Return the material word for word. Do not include the pictures.

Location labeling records
..........

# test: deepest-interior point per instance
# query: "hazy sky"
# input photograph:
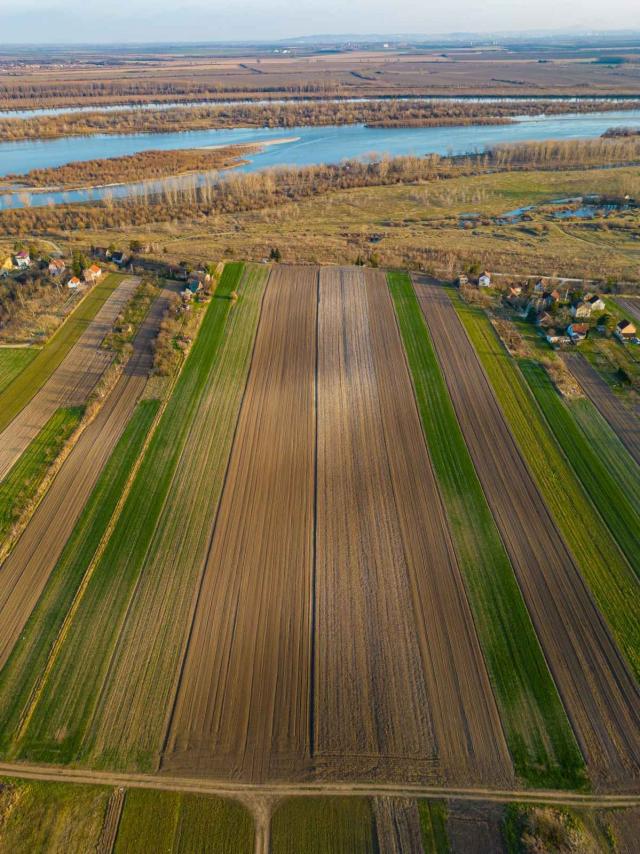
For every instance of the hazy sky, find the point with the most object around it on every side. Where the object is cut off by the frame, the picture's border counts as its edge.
(212, 20)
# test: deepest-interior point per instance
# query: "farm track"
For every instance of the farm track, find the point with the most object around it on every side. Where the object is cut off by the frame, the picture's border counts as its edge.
(72, 381)
(25, 572)
(276, 790)
(625, 424)
(601, 697)
(401, 686)
(242, 706)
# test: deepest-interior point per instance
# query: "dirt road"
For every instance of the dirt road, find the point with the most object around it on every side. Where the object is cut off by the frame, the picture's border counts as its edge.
(24, 573)
(625, 424)
(243, 702)
(599, 694)
(71, 383)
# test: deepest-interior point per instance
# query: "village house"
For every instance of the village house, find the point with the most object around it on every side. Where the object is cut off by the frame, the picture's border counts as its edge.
(596, 303)
(577, 332)
(22, 260)
(56, 267)
(625, 330)
(581, 309)
(92, 273)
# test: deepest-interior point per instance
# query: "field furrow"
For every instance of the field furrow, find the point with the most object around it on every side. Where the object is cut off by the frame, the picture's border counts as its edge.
(599, 693)
(540, 739)
(402, 688)
(24, 573)
(72, 381)
(242, 706)
(130, 720)
(625, 424)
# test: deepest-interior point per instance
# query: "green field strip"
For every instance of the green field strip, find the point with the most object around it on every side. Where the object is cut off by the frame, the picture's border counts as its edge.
(541, 741)
(50, 817)
(61, 717)
(606, 495)
(433, 826)
(606, 572)
(183, 824)
(611, 451)
(131, 717)
(324, 825)
(20, 487)
(12, 361)
(28, 659)
(19, 392)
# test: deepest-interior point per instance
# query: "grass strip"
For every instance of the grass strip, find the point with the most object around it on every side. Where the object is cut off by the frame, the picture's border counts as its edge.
(12, 361)
(607, 496)
(183, 824)
(331, 825)
(433, 826)
(29, 656)
(20, 486)
(538, 732)
(61, 717)
(609, 577)
(19, 392)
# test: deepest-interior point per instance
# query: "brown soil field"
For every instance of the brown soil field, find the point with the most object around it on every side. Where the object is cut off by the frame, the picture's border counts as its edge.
(401, 686)
(599, 694)
(474, 827)
(332, 634)
(26, 570)
(623, 421)
(398, 825)
(71, 383)
(242, 707)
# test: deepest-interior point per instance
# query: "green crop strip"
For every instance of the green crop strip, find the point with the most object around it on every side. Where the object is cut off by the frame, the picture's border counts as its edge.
(539, 736)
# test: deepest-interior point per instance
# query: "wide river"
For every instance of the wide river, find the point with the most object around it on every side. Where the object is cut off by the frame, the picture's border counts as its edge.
(304, 146)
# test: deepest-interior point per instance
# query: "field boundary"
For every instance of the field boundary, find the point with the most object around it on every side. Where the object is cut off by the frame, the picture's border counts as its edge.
(232, 789)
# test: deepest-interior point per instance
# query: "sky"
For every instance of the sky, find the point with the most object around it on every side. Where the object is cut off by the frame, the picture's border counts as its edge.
(100, 21)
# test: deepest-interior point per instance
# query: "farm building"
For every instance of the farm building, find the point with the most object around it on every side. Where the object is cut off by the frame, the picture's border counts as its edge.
(56, 267)
(581, 309)
(22, 259)
(92, 273)
(578, 332)
(625, 330)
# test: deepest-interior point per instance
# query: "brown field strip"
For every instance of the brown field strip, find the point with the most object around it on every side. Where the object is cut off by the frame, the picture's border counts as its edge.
(599, 694)
(401, 685)
(623, 422)
(242, 706)
(72, 381)
(24, 573)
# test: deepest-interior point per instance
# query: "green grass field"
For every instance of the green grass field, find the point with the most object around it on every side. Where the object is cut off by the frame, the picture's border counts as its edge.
(609, 577)
(20, 486)
(540, 738)
(39, 817)
(183, 824)
(29, 656)
(12, 361)
(63, 715)
(129, 735)
(18, 393)
(611, 451)
(323, 826)
(433, 825)
(600, 485)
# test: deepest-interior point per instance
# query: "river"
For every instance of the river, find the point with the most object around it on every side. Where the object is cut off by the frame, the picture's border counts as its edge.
(304, 146)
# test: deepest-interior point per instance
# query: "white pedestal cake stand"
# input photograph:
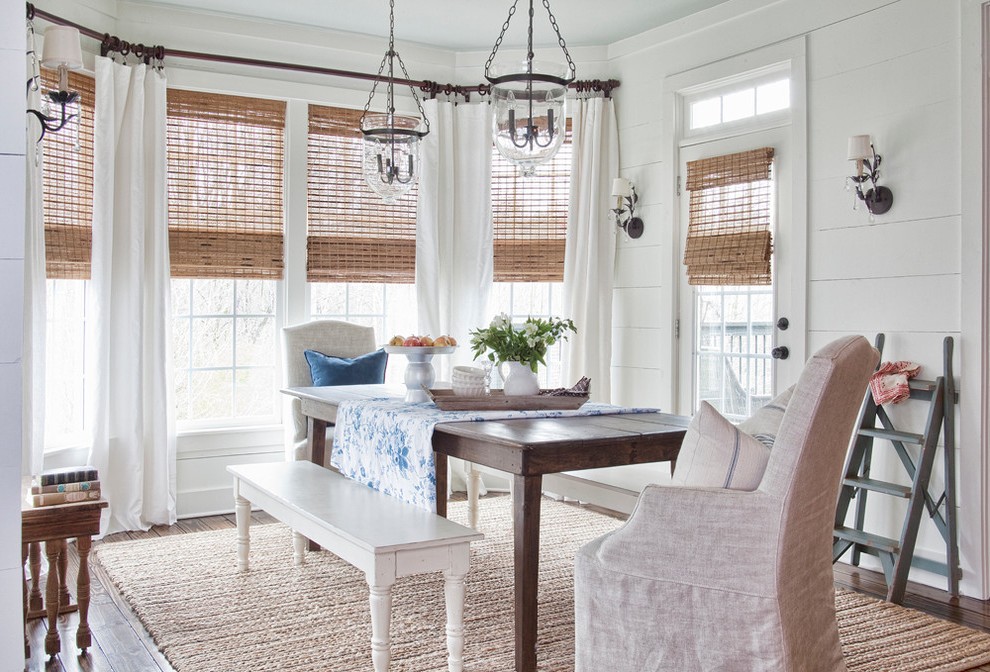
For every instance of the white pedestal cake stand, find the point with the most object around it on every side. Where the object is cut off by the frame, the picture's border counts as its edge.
(419, 371)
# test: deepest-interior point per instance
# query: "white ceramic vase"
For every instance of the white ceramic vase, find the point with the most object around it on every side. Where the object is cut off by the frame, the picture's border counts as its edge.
(520, 381)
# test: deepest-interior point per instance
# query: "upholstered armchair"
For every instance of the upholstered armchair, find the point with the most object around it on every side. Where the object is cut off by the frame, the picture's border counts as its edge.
(331, 337)
(706, 578)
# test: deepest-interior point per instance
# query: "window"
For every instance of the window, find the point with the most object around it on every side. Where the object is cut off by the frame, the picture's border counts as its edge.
(67, 176)
(753, 99)
(728, 254)
(529, 216)
(225, 190)
(361, 252)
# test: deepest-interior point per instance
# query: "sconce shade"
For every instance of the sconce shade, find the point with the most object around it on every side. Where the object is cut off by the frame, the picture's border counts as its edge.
(621, 187)
(860, 147)
(62, 48)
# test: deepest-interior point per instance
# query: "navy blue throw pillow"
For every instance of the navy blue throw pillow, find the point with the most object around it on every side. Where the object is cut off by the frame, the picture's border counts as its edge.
(363, 370)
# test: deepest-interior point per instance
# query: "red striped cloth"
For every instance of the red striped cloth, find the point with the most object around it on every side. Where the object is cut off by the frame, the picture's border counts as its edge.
(889, 384)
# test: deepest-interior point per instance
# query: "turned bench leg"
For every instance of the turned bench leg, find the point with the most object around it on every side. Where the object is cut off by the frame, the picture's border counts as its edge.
(242, 514)
(381, 620)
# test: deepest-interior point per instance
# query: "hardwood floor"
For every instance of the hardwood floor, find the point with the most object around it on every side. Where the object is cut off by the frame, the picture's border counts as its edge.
(121, 644)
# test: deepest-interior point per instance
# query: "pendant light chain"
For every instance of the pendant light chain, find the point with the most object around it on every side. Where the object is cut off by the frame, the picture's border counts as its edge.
(560, 39)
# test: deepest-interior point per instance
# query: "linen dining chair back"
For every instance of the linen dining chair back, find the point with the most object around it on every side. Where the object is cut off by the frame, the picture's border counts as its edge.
(331, 337)
(718, 579)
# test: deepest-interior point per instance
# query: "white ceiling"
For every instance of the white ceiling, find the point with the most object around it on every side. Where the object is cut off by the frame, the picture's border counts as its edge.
(464, 25)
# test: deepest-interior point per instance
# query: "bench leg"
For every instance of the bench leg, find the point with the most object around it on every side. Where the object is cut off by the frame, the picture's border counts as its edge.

..........

CORRECT ANSWER:
# test: deepest-interior point per instance
# query: "hazy sky"
# input photograph:
For every instance of the hazy sky, find the point with the most object around it on every side. Where the object is cut off by the frame, the picture's border counts as its edge.
(212, 20)
# test: deepest-interior point per instance
# query: "farm track"
For every instance of the farm track, find the point with the most object around it on every side. Where the object is cut off by the frame, the picture's border counts as its edge.
(72, 381)
(25, 572)
(276, 790)
(625, 424)
(601, 697)
(401, 686)
(242, 706)
# test: deepest-interior point per instance
# query: "dirt road"
For every instance of the dirt road, find the point with the most object around it on every side. Where the object is cut off by the frame, the picture's border counts as its edge.
(24, 573)
(625, 424)
(243, 702)
(599, 694)
(71, 383)
# test: deepest-interior point per instance
# query: "village house"
For every instance of the village house, find the point with the most object around it on every side. Where the object is cut off by the frame, the picture's border counts as its edge.
(596, 303)
(577, 332)
(22, 260)
(56, 267)
(625, 330)
(581, 309)
(92, 273)
# test: deepest-interior point per instance
# query: "field furrow"
For every instance of the field furrow, find the point with the most object around it on every side. Where the object is cut off by the frame, the picture's border counts as its edge.
(599, 693)
(540, 739)
(402, 688)
(24, 573)
(72, 381)
(242, 706)
(130, 720)
(625, 424)
# test: deepest-interior point per instance
# query: "green field strip"
For every instance of the green field strip, find the point with the most object around it on every side. Where the object is cut off by the frame, the picture's border counts as its edge.
(541, 741)
(50, 817)
(61, 717)
(606, 495)
(433, 826)
(606, 572)
(183, 824)
(611, 451)
(131, 717)
(324, 825)
(20, 487)
(12, 361)
(28, 659)
(19, 392)
# test: deepest-interior point per instance
# query: "grass strip"
For every instance of the grass strip, find the point with the most object around it on every side. Where the object is cut off by the frame, the picture's border counts as its edge.
(12, 361)
(607, 496)
(183, 824)
(331, 825)
(433, 826)
(29, 656)
(20, 486)
(538, 732)
(61, 717)
(609, 577)
(19, 392)
# test: deepest-interior point per instance
# query: "brown soil field"
For every instance of the brown soil field, find the point with the most object around it on every side. Where the object is cut off by the frame, the picture's border counts as its edge.
(401, 686)
(599, 694)
(474, 827)
(332, 634)
(26, 570)
(623, 421)
(398, 825)
(71, 383)
(242, 707)
# test: deepest-interior point per instance
# query: "green crop strip"
For every instance of the green crop strip, find the point with the most object around it on every side. Where the object is cut off by the frame, the picture's border counts as its edge.
(539, 736)
# test: deepest-interior point per instance
# query: "wide river"
For every instance of the wide river, find the point with the most object around it on every side. Where the object is cut off by the frame, the picture's border counts as its edge.
(304, 146)
# test: deepest-interior point per instance
# query: "field boundary"
For every instance of the field boundary, find the point with the most object around it on every side. Where the object is cut off by the frame, the picture's border counts as its edge.
(232, 789)
# test: deepest-interior point per instance
# query: "sky"
For every instance of the sky, find the point with the most object around it on every side. Where the object is cut off by the frame, the picture's border counts as its edge.
(100, 21)
# test: deepest-interior point per instance
# query: "farm building"
For every instance of the farm building, find the point with the most object around it on every side. Where the object is cut off by the frame, the picture's border counts as its edge.
(56, 267)
(581, 309)
(22, 259)
(92, 273)
(578, 332)
(625, 330)
# test: deepest-interior point per instance
# query: "brown field strip"
For every instance of the brown field strip, find the point with the most object around it on every side. Where the object is cut off by the frame, the picture's border counts as its edge.
(599, 694)
(401, 685)
(623, 422)
(242, 706)
(72, 381)
(24, 573)
# test: deepest-interior point per instance
# query: "green grass field"
For every instance of the green grass field, find the point with the most object around it on every side. Where the object is cut off by the frame, the picture's border counts as its edge.
(609, 577)
(20, 486)
(540, 738)
(39, 817)
(183, 824)
(29, 656)
(12, 361)
(63, 715)
(129, 735)
(18, 393)
(611, 451)
(323, 826)
(433, 825)
(600, 485)
# test: deepest-interior point per instance
# query: "river"
For every instance of the river, find the point with the most object around it on every side. Where the object is cut off by the frame, the picture's border counts as its edge.
(304, 146)
# test: deepest-interior point per instance
# query: "white pedestal cake stand"
# input photograph:
For every instance of the white pedestal cake stand, find the point with the most object around it on every side. Where the object is cut off by the frame, the picture's border counts as its edge.
(419, 371)
# test: deepest-interior point per instance
# query: "white ceramic vase"
For every instance of the white ceramic vase, find the point with the most object around it on every side. Where the object is cut off by the frame, the picture's border counts as its edge.
(520, 381)
# test: deepest-interior point per instance
# query: "upholstered armchair"
For every instance of the upholstered armchair, find the point with the most object around it on every side. Where the object is cut off by the frame, the picture's border counts as its edge.
(331, 337)
(706, 578)
# test: deepest-interior point per instance
# query: "window"
For every instance of the window, find the point with the most object around it on every side. Where the object is cut off by the frame, the picture's border counts as its edge.
(67, 176)
(753, 99)
(728, 254)
(529, 216)
(225, 190)
(361, 252)
# test: deepest-interior point per instance
# query: "sconce shade"
For every instance of the sconce shade, find the point with the most object around it on every side. Where the object is cut off by the frame, the picture's border counts as its edge.
(621, 187)
(860, 147)
(62, 48)
# test: deepest-interior point per instance
# query: "navy blue throw pillow"
For every instance of the navy blue throw pillow, find the point with the most object around it on every side. Where the object is cut off by the frame, the picture's border counts as its edge.
(363, 370)
# test: deepest-interior point per instance
# query: "red striped cloth"
For every instance of the red striped cloth, find the point with the most object around it on every side. Where the object is cut off by the frame, the picture's border counts as its edge.
(889, 384)
# test: deepest-interior point per instance
# query: "turned bench leg"
For every instance of the turned bench leg, find the point with the most object around it on every side. Where the object is cut off by the frame, the picture's border counts as its edge.
(242, 514)
(381, 620)
# test: deepest-interior point per instance
# query: "hardwood floor"
For every instance of the hardwood floor, find the point with the most object around it on every side. Where the object is cut off by the frame, the picture's border counts as its edge.
(121, 644)
# test: deepest-interior point per instance
# query: "pendant light chain"
For every instance of the pendant light chain, find the point with the most object around it on every side. Where the object is cut off by the frame, the picture's border counts as its edge.
(560, 39)
# test: deepest-interior point per instance
# query: "linen dining chair back"
For every instance of the linen dining chair back, find the point with the most object around it on every side. Where the object is cut off by the frame, the picture's border counts as its edge.
(331, 337)
(718, 579)
# test: deepest-interior point per instance
# query: "white ceiling"
For every instance of the white ceiling, find the point with the most object around it on every side. Where the object is cut off by the frame, the picture's border counts as its edge.
(464, 25)
# test: deepest-interior point per instance
# query: "bench leg"
For every instance of the bench leg, find the point with the most object around it on every side. Where the object is cut off by the frame, the picture's border counts as its edge.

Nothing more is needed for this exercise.